Provided passage start

Bug #84784 Group Replication nodes do not rejoin cluster after network connectivity issues
Submitted: 2 Feb 2017 3:06 Modified: 27 Mar 2019 15:27
Reporter: Kenny Gryp Email Updates:
Status: Closed Impact on me:
None 
Category:MySQL Server: Group Replication Severity:S2 (Serious)
Version:5.7.17, 8.0.4 OS:Any
Assigned to: Filipe Campos CPU Architecture:Any

[2 Feb 2017 3:06] Kenny Gryp
Description:
Nodes do not reconnect back to the group replication once they got disconnected, causing nodes to drop from the cluster up to losing the whole cluster availability

How to repeat:
Have a 3 node cluster:

mysql> select * from replication_group_members;
+---------------------------+--------------------------------------+-------------+-------------+--------------+
| CHANNEL_NAME              | MEMBER_ID                            | MEMBER_HOST | MEMBER_PORT | MEMBER_STATE |
+---------------------------+--------------------------------------+-------------+-------------+--------------+
| group_replication_applier | 72149827-e1cc-11e6-9daf-08002789cd2e | gr-1        |        3306 | ONLINE       |
| group_replication_applier | 740e1fd2-e1cc-11e6-a8ec-08002789cd2e | gr-2        |        3306 | ONLINE       |
| group_replication_applier | 74dc6ab2-e1cc-11e6-92aa-08002789cd2e | gr-3        |        3306 | ONLINE       |
+---------------------------+--------------------------------------+-------------+-------------+--------------+
3 rows in set (0.00 sec)

[vagrant@gr-3 ~]$ sudo ifconfig eth1 down

mysql> select * from replication_group_members;
+---------------------------+--------------------------------------+-------------+-------------+--------------+
| CHANNEL_NAME              | MEMBER_ID                            | MEMBER_HOST | MEMBER_PORT | MEMBER_STATE |
+---------------------------+--------------------------------------+-------------+-------------+--------------+
| group_replication_applier | 72149827-e1cc-11e6-9daf-08002789cd2e | gr-1        |        3306 | UNREACHABLE  |
| group_replication_applier | 740e1fd2-e1cc-11e6-a8ec-08002789cd2e | gr-2        |        3306 | UNREACHABLE  |
| group_replication_applier | 74dc6ab2-e1cc-11e6-92aa-08002789cd2e | gr-3        |        3306 | ONLINE       |
+---------------------------+--------------------------------------+-------------+-------------+--------------+
3 rows in set (0.00 sec)

Provided passage end

■ Problem description
Set down everything in the Group Replication bug report above, from "Bug #84784 Group Replication" down to "Replication Severity:S2 (Serious)", word for word.

Material provided start

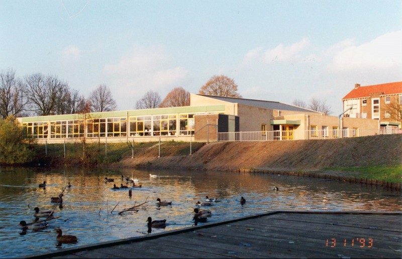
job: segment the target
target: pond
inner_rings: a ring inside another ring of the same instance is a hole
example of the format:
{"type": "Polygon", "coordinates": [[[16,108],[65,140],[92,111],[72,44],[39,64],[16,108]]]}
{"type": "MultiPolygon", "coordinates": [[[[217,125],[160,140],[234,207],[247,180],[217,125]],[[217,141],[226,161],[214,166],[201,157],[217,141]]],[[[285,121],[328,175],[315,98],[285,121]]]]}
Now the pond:
{"type": "MultiPolygon", "coordinates": [[[[400,192],[381,187],[339,183],[309,178],[263,173],[196,171],[139,171],[64,167],[12,168],[0,173],[0,258],[28,256],[148,234],[148,217],[167,220],[160,232],[190,226],[193,210],[206,196],[217,198],[210,207],[209,222],[221,221],[273,210],[400,211],[400,192]],[[156,175],[151,178],[149,174],[156,175]],[[122,179],[121,176],[124,176],[122,179]],[[141,188],[114,190],[114,184],[132,186],[126,177],[138,179],[141,188]],[[105,177],[114,179],[105,182],[105,177]],[[45,188],[39,184],[46,181],[45,188]],[[70,182],[71,186],[66,187],[70,182]],[[277,186],[279,190],[275,191],[277,186]],[[132,196],[129,195],[129,189],[132,196]],[[63,194],[62,207],[51,197],[63,194]],[[247,200],[242,205],[240,200],[247,200]],[[158,207],[156,200],[172,201],[158,207]],[[119,212],[144,203],[137,211],[119,212]],[[34,220],[34,208],[54,210],[49,226],[20,234],[21,220],[34,220]],[[113,212],[112,212],[113,211],[113,212]],[[58,245],[55,229],[74,235],[77,243],[58,245]]],[[[200,223],[202,224],[202,223],[200,223]]]]}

Material provided end

■ Exercise response
Bug #84784 Group Replication nodes do not rejoin cluster after network connectivity issues
Submitted: 2 Feb 2017 3:06 Modified: 27 Mar 2019 15:27
Reporter: Kenny Gryp Email Updates:
Status: Closed Impact on me:
None 
Category:MySQL Server: Group Replication Severity:S2 (Serious)